(LO QUE SE PIDE)
1) Enumera los partidos políticos que nombra el texto sobre la fragmentación política, en el orden en que aparece cada uno por primera vez.
2) Copia sin cambios del texto sobre la fragmentación política el fragmento que empieza en "Pero sobre esa" y acaba en "la del PSOE.".

La fragmentación política que se ha reconfirmado el pasado 26-J, anunciada de forma tendencial mucho antes del 20-D, tiene bastante que ver con el deterioro moral del PSOE iniciado en los últimos años del ‘felipismo’ y sobrecargado en su caída por el ‘zapaterismo’. Pero también, o sobre todo, con el rechazo ciudadano a otra investidura presidencial de Rajoy tras haberle endosado éste a las bases sociales más débiles el brutal coste de la crisis económica, permitiendo por activa y por pasiva una corrupción pública sin precedentes (mezcla a todas luces explosiva). Eso es lo que hay y por lo que, en teoría, el PP podría volver a quedarse sólo para formar un Gobierno en todo caso destinado a morir desangrado a corto plazo.

Ambos partidos, PP y PSOE, han venido malversando desde hace tiempo su credibilidad social y reduciendo su capital político a la mínima expresión. Imponer, como han impuesto, una partitocracia sobre el Estado demoliberal parlamentario (trasladando el epicentro político desde el Congreso de los Diputados a los despachos de los partidos y sus aparatos), reflejada en un entendimiento bipartidista interesado y oscuro, ha sido regresivo para el modelo de convivencia democrática constituido en 1978 y a la larga nefasto para el socialismo, que ha terminado olvidando su razón fundacional.

Pero sobre esa realidad (que se debe corregir con urgencia), Rajoy, que fue un candidato presidencial impuesto por Aznar y mantenido en esa liza tras dos fracasos electorales sucesivos frente a ZP, sólo por el interés del aparato popular, no por elecciones primarias ni por su inexistente carisma político, ha añadido actitudes y comportamientos indeseables y de gran ayuda para abrir a Ciudadanos el espacio más moderado de la derecha, rompiéndola en dos (aun de forma desigual), y facilitar el avance de una izquierda más agresiva que la del PSOE.

El tancredismo político de Rajoy y la prevalencia de rescatar a la banca (no al país) a costa de empobrecer a los ciudadanos de a pie, junto al autoritarismo con el que gobernó en la X Legislatura (sin el menor consenso con nadie), agitaron al cuerpo social tanto como se pudo agitar tras la muerte de Franco: ahora, y gracias a su empecinamiento, ha conseguido que Ciudadanos y Podemos sigan ahí, teniendo bastante que decir en el proceso de investidura presidencial.

Rajoy no quiso retirarse como candidato del PP para el 20-D, a pesar de que durante sus cuatro años de mandato, él como presidente del Gobierno y todos sus ministros, llegaron a ser -y con mucho- los gobernantes peor valorados por la sociedad española desde la Transición, perdiendo nada más y nada menos que un tercio de sus votos y escaños. Y tampoco quiso renunciar a ser candidato el 26-J, ganándose otro varapalo electoral por mucho que siga siendo el partido insuficientemente más votado (o quizás logrando una victoria pírrica con falsas lecturas).

(FILAS DE DATOS)
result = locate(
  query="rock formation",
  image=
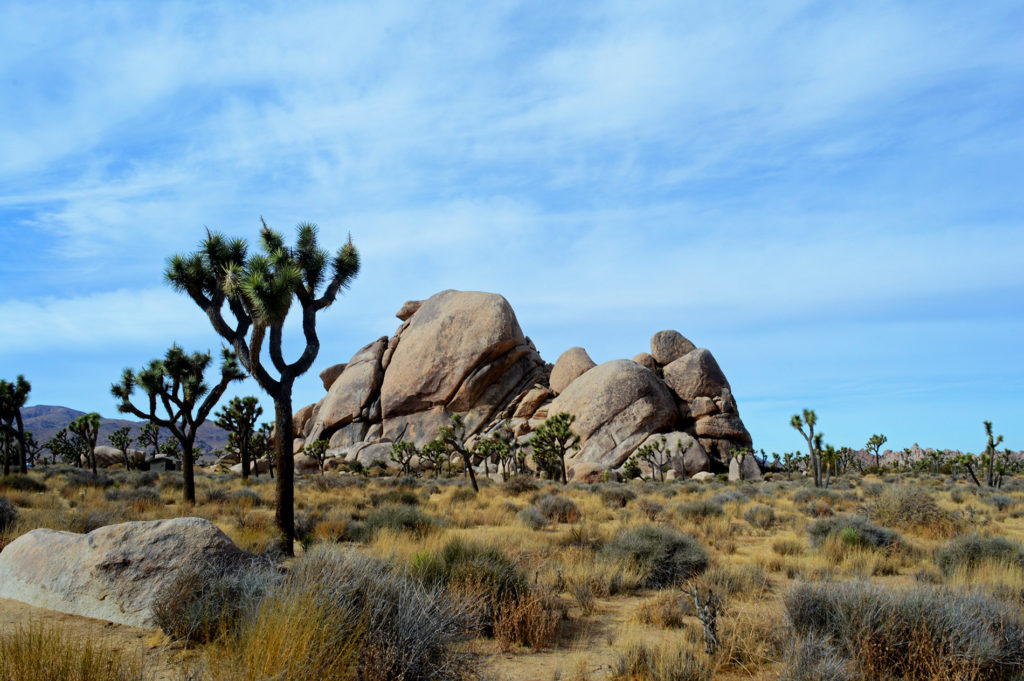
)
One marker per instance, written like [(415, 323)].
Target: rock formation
[(115, 572), (464, 352)]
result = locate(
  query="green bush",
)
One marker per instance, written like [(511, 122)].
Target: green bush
[(473, 567), (22, 483), (662, 555), (971, 552), (8, 514), (853, 530)]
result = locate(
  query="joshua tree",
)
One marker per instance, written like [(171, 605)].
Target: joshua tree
[(553, 439), (875, 443), (402, 453), (657, 457), (261, 444), (434, 453), (810, 418), (175, 385), (258, 291), (240, 417), (454, 437), (87, 429), (990, 454), (317, 451), (122, 439), (12, 398)]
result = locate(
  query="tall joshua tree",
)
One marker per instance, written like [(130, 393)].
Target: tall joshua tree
[(175, 384), (12, 398), (258, 291), (813, 445), (240, 417), (86, 427)]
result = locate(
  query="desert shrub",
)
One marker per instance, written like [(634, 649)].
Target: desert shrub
[(666, 662), (912, 508), (852, 530), (760, 516), (1000, 502), (532, 518), (532, 621), (663, 556), (787, 547), (342, 614), (246, 498), (8, 514), (973, 551), (811, 657), (80, 477), (206, 601), (398, 518), (699, 509), (668, 609), (34, 651), (616, 496), (462, 495), (22, 483), (519, 484), (145, 496), (557, 509), (919, 633), (481, 568), (649, 508)]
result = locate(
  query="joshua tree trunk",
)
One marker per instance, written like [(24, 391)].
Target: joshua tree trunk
[(285, 513)]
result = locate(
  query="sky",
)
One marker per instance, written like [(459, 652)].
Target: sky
[(827, 196)]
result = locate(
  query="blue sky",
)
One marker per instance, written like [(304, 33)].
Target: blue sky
[(828, 197)]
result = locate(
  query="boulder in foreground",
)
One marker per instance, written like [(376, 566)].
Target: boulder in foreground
[(116, 572)]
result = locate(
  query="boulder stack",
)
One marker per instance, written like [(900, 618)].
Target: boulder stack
[(464, 352)]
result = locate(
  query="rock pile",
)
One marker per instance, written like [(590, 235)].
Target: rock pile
[(116, 572), (464, 352)]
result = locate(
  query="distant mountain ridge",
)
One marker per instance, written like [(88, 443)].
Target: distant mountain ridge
[(45, 420)]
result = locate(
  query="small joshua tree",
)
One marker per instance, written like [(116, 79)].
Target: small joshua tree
[(454, 437), (316, 450), (990, 454), (87, 429), (402, 454), (810, 418), (553, 439), (64, 447), (657, 457), (434, 453), (175, 386), (239, 417), (122, 439), (258, 291), (873, 445), (12, 398)]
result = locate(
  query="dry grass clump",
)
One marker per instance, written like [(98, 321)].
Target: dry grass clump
[(673, 660), (973, 552), (341, 614), (915, 510), (662, 556), (36, 652), (919, 633)]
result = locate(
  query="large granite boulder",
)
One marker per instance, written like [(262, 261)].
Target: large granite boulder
[(667, 346), (572, 364), (617, 405), (351, 392), (462, 351), (116, 572), (695, 375)]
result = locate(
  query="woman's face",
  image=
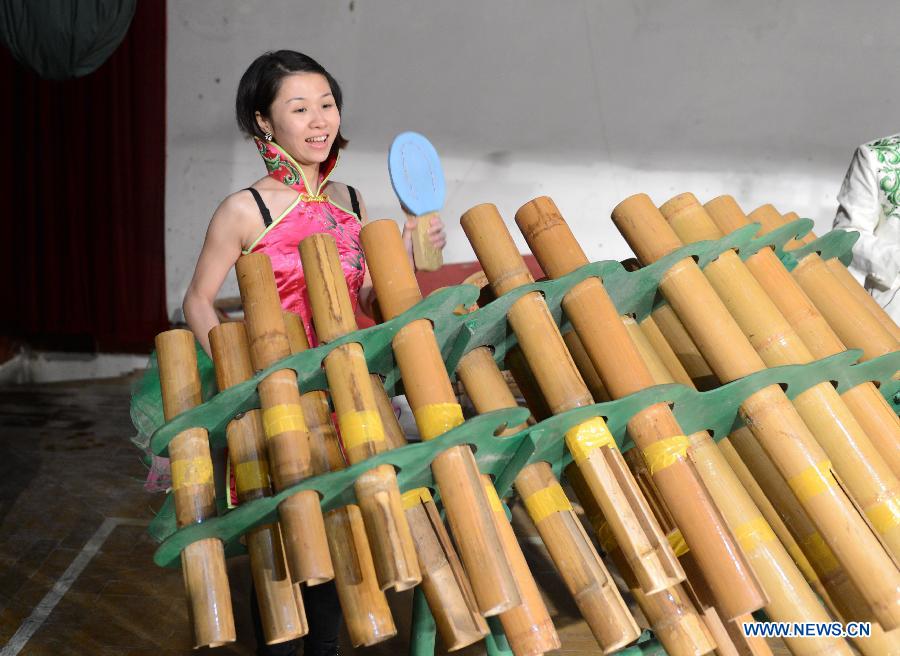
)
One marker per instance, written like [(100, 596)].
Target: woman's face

(RESULTADOS FINALES)
1) PSOE, PP, Ciudadanos, Podemos

2)
Pero sobre esa realidad (que se debe corregir con urgencia), Rajoy, que fue un candidato presidencial impuesto por Aznar y mantenido en esa liza tras dos fracasos electorales sucesivos frente a ZP, sólo por el interés del aparato popular, no por elecciones primarias ni por su inexistente carisma político, ha añadido actitudes y comportamientos indeseables y de gran ayuda para abrir a Ciudadanos el espacio más moderado de la derecha, rompiéndola en dos (aun de forma desigual), y facilitar el avance de una izquierda más agresiva que la del PSOE.